# Records for the task:
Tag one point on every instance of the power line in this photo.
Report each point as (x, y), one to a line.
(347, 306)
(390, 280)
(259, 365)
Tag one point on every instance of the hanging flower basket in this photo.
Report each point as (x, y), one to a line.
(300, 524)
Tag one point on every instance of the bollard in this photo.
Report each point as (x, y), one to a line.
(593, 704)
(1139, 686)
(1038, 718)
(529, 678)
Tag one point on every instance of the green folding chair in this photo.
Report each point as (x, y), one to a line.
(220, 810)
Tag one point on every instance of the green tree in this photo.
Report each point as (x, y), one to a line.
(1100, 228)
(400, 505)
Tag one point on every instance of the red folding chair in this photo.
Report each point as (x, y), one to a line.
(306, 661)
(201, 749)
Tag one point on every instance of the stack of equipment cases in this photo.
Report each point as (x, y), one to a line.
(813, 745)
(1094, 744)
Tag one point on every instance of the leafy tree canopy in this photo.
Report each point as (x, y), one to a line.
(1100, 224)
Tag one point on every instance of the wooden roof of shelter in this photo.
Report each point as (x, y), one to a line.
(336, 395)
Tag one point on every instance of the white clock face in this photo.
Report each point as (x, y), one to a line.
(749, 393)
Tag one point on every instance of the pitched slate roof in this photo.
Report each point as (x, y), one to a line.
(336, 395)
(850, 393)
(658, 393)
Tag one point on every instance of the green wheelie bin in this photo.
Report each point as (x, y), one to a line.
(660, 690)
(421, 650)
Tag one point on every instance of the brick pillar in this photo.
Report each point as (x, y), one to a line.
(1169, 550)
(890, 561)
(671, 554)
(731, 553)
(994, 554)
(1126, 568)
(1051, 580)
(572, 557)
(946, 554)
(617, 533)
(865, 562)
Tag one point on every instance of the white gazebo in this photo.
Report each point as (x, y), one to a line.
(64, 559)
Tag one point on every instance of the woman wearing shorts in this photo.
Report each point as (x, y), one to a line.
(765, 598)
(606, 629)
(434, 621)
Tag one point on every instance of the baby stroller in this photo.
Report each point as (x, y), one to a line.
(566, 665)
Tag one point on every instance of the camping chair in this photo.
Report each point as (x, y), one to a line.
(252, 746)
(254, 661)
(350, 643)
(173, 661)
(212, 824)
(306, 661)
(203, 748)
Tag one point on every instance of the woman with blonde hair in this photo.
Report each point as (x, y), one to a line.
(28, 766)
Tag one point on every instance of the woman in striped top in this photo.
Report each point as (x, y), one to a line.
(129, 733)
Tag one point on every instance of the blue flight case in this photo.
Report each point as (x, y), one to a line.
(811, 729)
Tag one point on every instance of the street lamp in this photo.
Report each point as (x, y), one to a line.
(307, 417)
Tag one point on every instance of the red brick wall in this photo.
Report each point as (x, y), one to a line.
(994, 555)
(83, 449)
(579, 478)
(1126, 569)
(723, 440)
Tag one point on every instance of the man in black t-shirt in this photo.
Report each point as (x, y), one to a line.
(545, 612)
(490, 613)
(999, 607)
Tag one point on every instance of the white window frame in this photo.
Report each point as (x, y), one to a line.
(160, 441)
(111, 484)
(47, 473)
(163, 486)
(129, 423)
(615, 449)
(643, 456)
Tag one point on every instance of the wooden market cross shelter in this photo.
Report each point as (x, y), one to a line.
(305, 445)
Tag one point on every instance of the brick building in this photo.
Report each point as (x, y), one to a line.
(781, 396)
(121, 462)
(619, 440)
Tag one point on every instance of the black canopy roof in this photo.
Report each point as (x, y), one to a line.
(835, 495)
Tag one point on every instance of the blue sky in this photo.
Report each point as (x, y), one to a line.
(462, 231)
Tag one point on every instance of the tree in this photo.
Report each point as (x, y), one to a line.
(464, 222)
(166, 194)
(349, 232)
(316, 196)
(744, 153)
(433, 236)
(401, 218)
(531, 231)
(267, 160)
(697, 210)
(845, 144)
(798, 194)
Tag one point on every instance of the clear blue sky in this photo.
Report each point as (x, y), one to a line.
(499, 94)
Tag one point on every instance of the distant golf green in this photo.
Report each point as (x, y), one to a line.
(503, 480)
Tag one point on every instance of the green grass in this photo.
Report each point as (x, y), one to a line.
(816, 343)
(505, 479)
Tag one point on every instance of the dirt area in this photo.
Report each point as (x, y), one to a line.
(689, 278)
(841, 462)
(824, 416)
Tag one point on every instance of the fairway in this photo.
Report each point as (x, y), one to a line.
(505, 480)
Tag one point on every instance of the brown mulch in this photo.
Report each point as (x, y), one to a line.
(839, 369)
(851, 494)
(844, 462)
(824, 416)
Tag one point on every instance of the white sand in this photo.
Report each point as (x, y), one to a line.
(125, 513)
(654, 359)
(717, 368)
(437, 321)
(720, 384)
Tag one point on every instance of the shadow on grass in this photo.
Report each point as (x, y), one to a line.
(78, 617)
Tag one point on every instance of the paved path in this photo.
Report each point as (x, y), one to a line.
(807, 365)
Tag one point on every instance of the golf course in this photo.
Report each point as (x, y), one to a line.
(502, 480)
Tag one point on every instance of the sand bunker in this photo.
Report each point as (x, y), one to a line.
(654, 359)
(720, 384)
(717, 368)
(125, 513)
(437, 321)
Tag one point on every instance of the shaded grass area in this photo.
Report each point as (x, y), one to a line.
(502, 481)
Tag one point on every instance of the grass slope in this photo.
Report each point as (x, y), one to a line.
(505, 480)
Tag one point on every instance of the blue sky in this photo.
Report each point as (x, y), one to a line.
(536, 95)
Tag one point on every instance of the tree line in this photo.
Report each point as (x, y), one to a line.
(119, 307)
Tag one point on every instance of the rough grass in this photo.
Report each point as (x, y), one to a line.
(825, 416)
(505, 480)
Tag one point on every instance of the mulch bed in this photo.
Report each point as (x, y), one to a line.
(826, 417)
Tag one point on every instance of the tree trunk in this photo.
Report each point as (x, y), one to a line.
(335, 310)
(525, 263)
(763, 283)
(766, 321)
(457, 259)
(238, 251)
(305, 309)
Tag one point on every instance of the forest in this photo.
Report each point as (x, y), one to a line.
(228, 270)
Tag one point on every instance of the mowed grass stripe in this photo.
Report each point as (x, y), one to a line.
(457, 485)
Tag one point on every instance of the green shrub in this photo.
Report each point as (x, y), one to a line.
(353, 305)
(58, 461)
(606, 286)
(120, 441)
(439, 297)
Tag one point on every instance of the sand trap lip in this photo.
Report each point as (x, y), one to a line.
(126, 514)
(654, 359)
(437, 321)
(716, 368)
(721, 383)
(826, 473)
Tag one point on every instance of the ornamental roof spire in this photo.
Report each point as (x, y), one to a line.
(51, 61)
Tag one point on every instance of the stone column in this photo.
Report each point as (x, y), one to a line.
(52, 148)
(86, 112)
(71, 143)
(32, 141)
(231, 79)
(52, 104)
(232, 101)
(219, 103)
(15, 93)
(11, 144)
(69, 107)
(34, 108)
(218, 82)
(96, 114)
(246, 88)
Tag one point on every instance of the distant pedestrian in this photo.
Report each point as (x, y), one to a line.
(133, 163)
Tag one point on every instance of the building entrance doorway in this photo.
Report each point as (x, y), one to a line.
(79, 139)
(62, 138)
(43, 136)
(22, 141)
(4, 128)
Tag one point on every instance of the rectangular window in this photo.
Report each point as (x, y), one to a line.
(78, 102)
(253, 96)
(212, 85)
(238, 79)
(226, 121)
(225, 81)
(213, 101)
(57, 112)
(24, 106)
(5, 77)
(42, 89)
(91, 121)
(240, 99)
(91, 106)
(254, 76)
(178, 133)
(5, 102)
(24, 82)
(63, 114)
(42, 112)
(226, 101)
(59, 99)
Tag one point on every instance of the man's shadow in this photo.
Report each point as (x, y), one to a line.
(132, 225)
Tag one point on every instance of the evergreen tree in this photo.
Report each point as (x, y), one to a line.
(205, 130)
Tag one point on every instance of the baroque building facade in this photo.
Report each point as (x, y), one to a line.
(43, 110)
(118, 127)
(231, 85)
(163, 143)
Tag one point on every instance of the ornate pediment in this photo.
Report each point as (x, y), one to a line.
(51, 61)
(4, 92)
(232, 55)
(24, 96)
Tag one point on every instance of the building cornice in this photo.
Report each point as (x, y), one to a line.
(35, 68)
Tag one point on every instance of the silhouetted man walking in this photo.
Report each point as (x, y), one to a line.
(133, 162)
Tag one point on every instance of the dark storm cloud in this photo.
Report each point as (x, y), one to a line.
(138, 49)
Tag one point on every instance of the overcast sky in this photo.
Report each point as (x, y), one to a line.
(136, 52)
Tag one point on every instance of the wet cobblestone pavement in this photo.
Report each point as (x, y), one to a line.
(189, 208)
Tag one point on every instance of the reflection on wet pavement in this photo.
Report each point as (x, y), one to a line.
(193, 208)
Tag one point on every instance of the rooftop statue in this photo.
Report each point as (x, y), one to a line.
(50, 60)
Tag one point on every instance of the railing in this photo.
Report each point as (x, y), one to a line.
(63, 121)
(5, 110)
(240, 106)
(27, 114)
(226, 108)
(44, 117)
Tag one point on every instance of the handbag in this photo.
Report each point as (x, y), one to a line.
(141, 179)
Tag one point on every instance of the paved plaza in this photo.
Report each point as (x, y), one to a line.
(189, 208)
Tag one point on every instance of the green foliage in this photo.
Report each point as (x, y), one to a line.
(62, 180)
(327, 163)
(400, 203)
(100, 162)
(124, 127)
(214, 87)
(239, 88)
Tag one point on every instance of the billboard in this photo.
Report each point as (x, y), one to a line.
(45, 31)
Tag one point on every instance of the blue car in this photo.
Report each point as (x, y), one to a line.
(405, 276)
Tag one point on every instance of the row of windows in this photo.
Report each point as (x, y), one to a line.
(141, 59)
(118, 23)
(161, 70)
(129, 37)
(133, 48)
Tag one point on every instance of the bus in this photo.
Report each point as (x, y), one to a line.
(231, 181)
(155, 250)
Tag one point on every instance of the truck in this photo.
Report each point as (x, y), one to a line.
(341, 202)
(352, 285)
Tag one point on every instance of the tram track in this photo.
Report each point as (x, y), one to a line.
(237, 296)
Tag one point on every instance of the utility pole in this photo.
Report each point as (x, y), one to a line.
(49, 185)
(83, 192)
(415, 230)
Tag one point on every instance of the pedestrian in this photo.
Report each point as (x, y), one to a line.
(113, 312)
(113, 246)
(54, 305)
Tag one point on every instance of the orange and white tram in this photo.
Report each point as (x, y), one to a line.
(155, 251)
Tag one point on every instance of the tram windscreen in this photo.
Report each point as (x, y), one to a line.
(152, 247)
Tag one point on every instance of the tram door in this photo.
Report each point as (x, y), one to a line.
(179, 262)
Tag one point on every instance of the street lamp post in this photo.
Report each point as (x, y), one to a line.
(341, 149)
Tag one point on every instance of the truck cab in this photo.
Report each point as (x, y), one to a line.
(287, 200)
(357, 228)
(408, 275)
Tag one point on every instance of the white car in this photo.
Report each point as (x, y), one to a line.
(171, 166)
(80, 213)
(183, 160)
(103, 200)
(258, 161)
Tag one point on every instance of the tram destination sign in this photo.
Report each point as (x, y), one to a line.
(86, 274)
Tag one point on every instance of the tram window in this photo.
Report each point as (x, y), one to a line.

# Problem to work on:
Format the items from the start through the line containing "(1100, 224)" as a two-column CSV with the header names "prompt" and "response". Give one row per item, with the item's text and its answer each in a single quoted field and line breaks replaced by spaces.

# The reply:
prompt,response
"Tag one point on every instance of the power line in this photo. Report each point as (x, y), one to a line.","(347, 306) (390, 280) (259, 365)"
"Tag one point on every instance of the hanging flower basket in this photo. Report each point as (x, y), one to a line.","(300, 524)"
"Tag one point on every instance of the bollard in this photo. Report each point as (x, y), one to a line.","(593, 704) (1139, 686) (1038, 718) (529, 678)"
"Tag one point on every instance of the green folding chair in this photo. Report each point as (x, y), one to a line.","(220, 810)"
"Tag one point on every instance of the green tree in this photo. Report each point as (x, y), one to a line.","(1100, 228) (400, 505)"
"Tag one point on every instance of the red folding chair in this photo. Report each point as (x, y), one to a line.","(306, 661) (201, 749)"
"Tag one point on every instance of the stack of equipment cases in this photo. Report each point as (x, y), one to a line.","(813, 745) (1094, 744)"
"Tag one point on every instance of the leafy tree canopy in this photo. Report each point as (x, y), one to a line.","(1100, 224)"